(RECORDS FOR THIS EXERCISE begins)
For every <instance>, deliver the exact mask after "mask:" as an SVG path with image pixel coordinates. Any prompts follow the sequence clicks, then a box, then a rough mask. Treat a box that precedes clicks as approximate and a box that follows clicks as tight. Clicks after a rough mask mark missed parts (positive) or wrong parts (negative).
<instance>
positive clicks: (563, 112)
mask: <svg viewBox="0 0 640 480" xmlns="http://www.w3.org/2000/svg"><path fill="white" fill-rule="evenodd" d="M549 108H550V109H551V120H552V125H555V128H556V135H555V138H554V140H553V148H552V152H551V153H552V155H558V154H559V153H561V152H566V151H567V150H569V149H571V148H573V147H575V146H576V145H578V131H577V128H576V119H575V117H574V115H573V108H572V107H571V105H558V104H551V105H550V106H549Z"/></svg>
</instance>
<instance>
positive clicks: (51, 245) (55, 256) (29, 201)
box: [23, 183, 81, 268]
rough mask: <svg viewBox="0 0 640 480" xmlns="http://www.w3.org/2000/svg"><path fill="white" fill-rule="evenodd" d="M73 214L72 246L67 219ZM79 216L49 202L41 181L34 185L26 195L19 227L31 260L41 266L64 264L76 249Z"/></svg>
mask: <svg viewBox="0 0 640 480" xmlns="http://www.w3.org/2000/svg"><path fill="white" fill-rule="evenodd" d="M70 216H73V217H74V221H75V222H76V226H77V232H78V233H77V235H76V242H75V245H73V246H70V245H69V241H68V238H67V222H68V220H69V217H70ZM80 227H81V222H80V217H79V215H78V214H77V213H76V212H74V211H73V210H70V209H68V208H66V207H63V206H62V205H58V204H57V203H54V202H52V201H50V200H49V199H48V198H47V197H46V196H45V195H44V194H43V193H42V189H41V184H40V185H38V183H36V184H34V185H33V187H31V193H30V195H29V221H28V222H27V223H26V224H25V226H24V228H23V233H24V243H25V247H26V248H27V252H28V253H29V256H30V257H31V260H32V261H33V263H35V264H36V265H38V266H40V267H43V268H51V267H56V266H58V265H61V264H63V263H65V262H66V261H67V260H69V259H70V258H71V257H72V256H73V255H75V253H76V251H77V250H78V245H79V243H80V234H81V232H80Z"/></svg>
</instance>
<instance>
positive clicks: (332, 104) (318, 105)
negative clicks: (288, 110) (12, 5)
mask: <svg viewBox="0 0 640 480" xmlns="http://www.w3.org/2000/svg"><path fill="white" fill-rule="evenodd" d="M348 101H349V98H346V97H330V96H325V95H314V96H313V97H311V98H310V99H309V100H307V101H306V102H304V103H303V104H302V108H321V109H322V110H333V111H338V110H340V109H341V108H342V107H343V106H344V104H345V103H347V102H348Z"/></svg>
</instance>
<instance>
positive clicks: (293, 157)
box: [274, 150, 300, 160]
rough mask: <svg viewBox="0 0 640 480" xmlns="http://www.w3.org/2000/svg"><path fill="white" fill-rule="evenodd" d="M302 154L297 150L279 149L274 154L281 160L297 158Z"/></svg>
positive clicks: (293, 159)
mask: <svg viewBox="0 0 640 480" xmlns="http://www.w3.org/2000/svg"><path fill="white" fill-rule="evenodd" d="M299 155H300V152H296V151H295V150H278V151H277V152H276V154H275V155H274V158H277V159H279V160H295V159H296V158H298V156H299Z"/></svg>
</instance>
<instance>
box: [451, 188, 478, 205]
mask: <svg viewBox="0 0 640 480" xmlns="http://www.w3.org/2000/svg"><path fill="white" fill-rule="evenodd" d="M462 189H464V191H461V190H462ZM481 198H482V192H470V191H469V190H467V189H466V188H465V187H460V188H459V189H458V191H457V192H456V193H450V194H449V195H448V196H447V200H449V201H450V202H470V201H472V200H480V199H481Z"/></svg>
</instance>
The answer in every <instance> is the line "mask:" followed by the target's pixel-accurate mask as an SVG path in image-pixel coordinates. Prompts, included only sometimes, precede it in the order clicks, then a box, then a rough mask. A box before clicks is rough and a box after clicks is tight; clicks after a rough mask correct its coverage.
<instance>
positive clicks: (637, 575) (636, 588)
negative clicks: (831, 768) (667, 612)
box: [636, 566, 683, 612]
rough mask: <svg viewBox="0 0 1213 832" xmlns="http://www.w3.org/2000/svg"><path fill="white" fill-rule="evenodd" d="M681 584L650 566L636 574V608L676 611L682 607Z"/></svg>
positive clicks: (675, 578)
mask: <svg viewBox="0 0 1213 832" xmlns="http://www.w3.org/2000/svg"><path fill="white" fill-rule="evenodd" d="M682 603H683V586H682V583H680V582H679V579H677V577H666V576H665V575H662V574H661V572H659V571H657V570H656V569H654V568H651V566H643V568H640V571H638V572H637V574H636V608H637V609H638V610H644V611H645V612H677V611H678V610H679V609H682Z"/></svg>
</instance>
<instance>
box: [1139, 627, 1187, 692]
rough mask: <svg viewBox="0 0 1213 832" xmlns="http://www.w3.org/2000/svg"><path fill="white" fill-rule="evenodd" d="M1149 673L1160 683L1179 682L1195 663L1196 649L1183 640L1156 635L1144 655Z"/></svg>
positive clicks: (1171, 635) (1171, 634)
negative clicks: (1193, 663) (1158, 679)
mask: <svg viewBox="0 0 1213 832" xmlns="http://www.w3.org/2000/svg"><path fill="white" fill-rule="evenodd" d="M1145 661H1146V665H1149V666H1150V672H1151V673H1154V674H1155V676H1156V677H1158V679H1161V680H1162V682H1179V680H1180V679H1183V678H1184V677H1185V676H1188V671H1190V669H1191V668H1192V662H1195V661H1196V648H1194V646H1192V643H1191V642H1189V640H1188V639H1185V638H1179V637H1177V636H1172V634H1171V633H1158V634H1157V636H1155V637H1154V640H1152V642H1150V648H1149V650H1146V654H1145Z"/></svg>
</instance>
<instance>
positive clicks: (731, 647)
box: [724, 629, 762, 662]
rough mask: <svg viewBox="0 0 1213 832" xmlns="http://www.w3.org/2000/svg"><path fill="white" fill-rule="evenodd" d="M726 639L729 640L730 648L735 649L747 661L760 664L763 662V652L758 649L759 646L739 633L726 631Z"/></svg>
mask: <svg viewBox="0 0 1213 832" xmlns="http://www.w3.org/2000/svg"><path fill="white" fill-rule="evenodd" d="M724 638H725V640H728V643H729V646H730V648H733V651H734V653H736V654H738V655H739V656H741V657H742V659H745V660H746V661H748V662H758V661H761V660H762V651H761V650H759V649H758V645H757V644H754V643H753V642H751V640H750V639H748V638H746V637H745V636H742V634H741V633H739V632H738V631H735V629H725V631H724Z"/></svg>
(RECORDS FOR THIS EXERCISE ends)
EXERCISE REQUIREMENTS: In full and word for word, write out the data above.

SOLUTION FOR THIS PROBLEM:
For every <instance>, deliver the exact mask after "mask:" as an SVG path with image pixel coordinates. Any prompts follow the sequence clicks, then a box, then a rough mask. Treat a box that precedes clicks as approximate and a box that follows clicks as tight. Clicks after a rough mask mark missed parts (positive) or wrong parts (negative).
<instance>
positive clicks: (563, 112)
mask: <svg viewBox="0 0 640 480" xmlns="http://www.w3.org/2000/svg"><path fill="white" fill-rule="evenodd" d="M549 108H550V109H551V120H552V125H555V128H556V135H555V138H554V140H553V148H552V152H551V153H552V155H558V154H559V153H561V152H566V151H567V150H569V149H571V148H573V147H575V146H576V145H578V131H577V128H576V119H575V117H574V115H573V108H572V107H571V105H558V104H551V105H550V106H549Z"/></svg>
</instance>
<instance>
positive clicks: (51, 245) (55, 256) (29, 201)
box: [23, 183, 81, 268]
rough mask: <svg viewBox="0 0 640 480" xmlns="http://www.w3.org/2000/svg"><path fill="white" fill-rule="evenodd" d="M73 214L72 246L67 219ZM79 216L49 202L41 181L34 185L26 195L19 227L31 260L41 266L64 264L76 249Z"/></svg>
mask: <svg viewBox="0 0 640 480" xmlns="http://www.w3.org/2000/svg"><path fill="white" fill-rule="evenodd" d="M70 216H73V217H74V221H75V222H76V226H77V232H78V233H77V235H76V242H75V245H73V246H70V245H69V241H68V238H67V222H68V220H69V217H70ZM80 227H81V222H80V217H79V215H78V214H77V213H76V212H74V211H73V210H70V209H68V208H66V207H63V206H62V205H58V204H57V203H54V202H52V201H50V200H49V199H48V198H47V197H46V196H45V195H44V194H43V193H42V189H41V184H40V185H38V183H36V184H34V185H33V187H31V193H30V195H29V221H28V222H27V223H26V224H25V226H24V228H23V233H24V243H25V247H26V248H27V252H28V253H29V256H30V257H31V260H32V261H33V263H35V264H36V265H38V266H40V267H43V268H51V267H56V266H58V265H61V264H63V263H65V262H66V261H67V260H69V259H70V258H71V257H72V256H73V255H75V253H76V251H77V250H78V245H79V243H80V234H81V232H80Z"/></svg>
</instance>
<instance>
positive clicks: (332, 104) (318, 105)
negative clicks: (288, 110) (12, 5)
mask: <svg viewBox="0 0 640 480" xmlns="http://www.w3.org/2000/svg"><path fill="white" fill-rule="evenodd" d="M348 101H349V98H346V97H330V96H325V95H314V96H313V97H311V98H310V99H309V100H307V101H306V102H304V103H303V104H302V108H321V109H322V110H333V111H338V110H340V109H341V108H342V107H343V106H344V104H345V103H347V102H348Z"/></svg>
</instance>
<instance>
positive clicks: (293, 157)
box: [274, 150, 300, 160]
rough mask: <svg viewBox="0 0 640 480" xmlns="http://www.w3.org/2000/svg"><path fill="white" fill-rule="evenodd" d="M302 154L297 150L279 149L274 154L281 160L297 158Z"/></svg>
positive clicks: (293, 159)
mask: <svg viewBox="0 0 640 480" xmlns="http://www.w3.org/2000/svg"><path fill="white" fill-rule="evenodd" d="M299 155H300V152H296V151H295V150H278V151H277V152H276V154H275V155H274V158H277V159H279V160H295V159H296V158H298V156H299Z"/></svg>
</instance>
<instance>
box: [451, 188, 478, 205]
mask: <svg viewBox="0 0 640 480" xmlns="http://www.w3.org/2000/svg"><path fill="white" fill-rule="evenodd" d="M462 189H464V191H461V190H462ZM481 198H482V192H470V191H469V190H467V189H466V188H465V187H460V188H459V189H458V191H457V192H456V193H450V194H449V195H448V196H447V200H449V201H450V202H470V201H472V200H480V199H481Z"/></svg>
</instance>
The answer in every <instance> is the line "mask:" followed by the target's pixel-accurate mask as an SVG path in image-pixel coordinates. Prompts, included only sometimes, precede it in the order clicks, then a box, then a rough mask. A box before clicks is rough and a box after clicks is tight; clicks after a rough mask correct its coverage.
<instance>
positive clicks: (637, 575) (636, 588)
negative clicks: (831, 768) (667, 612)
box: [636, 566, 683, 612]
rough mask: <svg viewBox="0 0 1213 832" xmlns="http://www.w3.org/2000/svg"><path fill="white" fill-rule="evenodd" d="M681 584L650 566L636 574V608L676 611L682 607Z"/></svg>
positive clicks: (675, 578)
mask: <svg viewBox="0 0 1213 832" xmlns="http://www.w3.org/2000/svg"><path fill="white" fill-rule="evenodd" d="M682 603H683V586H682V583H680V582H679V579H677V577H666V576H665V575H662V574H661V572H659V571H657V570H656V569H654V568H651V566H643V568H640V571H638V572H637V574H636V608H637V609H638V610H644V611H645V612H677V611H678V610H679V609H682Z"/></svg>
</instance>
<instance>
box: [1139, 627, 1187, 692]
rough mask: <svg viewBox="0 0 1213 832" xmlns="http://www.w3.org/2000/svg"><path fill="white" fill-rule="evenodd" d="M1149 673L1160 683L1179 682L1195 663L1196 649L1183 640L1156 635L1144 655Z"/></svg>
positive clicks: (1171, 635) (1171, 634)
negative clicks: (1193, 663) (1158, 679)
mask: <svg viewBox="0 0 1213 832" xmlns="http://www.w3.org/2000/svg"><path fill="white" fill-rule="evenodd" d="M1145 661H1146V665H1149V666H1150V672H1151V673H1154V674H1155V676H1156V677H1158V679H1161V680H1162V682H1179V680H1180V679H1183V678H1184V677H1185V676H1188V671H1190V669H1191V668H1192V662H1195V661H1196V648H1194V646H1192V643H1191V642H1189V640H1188V639H1185V638H1179V637H1177V636H1172V634H1171V633H1158V634H1157V636H1155V637H1154V640H1152V642H1150V648H1149V650H1146V654H1145Z"/></svg>
</instance>
<instance>
positive clicks: (731, 647)
box: [724, 629, 762, 662]
rough mask: <svg viewBox="0 0 1213 832" xmlns="http://www.w3.org/2000/svg"><path fill="white" fill-rule="evenodd" d="M726 639L729 640L730 648L735 649L747 661L760 664L763 662V652L758 649L759 646L739 633L726 631Z"/></svg>
mask: <svg viewBox="0 0 1213 832" xmlns="http://www.w3.org/2000/svg"><path fill="white" fill-rule="evenodd" d="M724 638H725V640H728V643H729V646H730V648H733V651H734V653H736V654H738V655H739V656H741V657H742V659H745V660H746V661H748V662H758V661H761V660H762V651H761V650H759V649H758V645H757V644H754V643H753V642H751V640H750V639H748V638H746V637H745V636H742V634H741V633H739V632H738V631H735V629H725V631H724Z"/></svg>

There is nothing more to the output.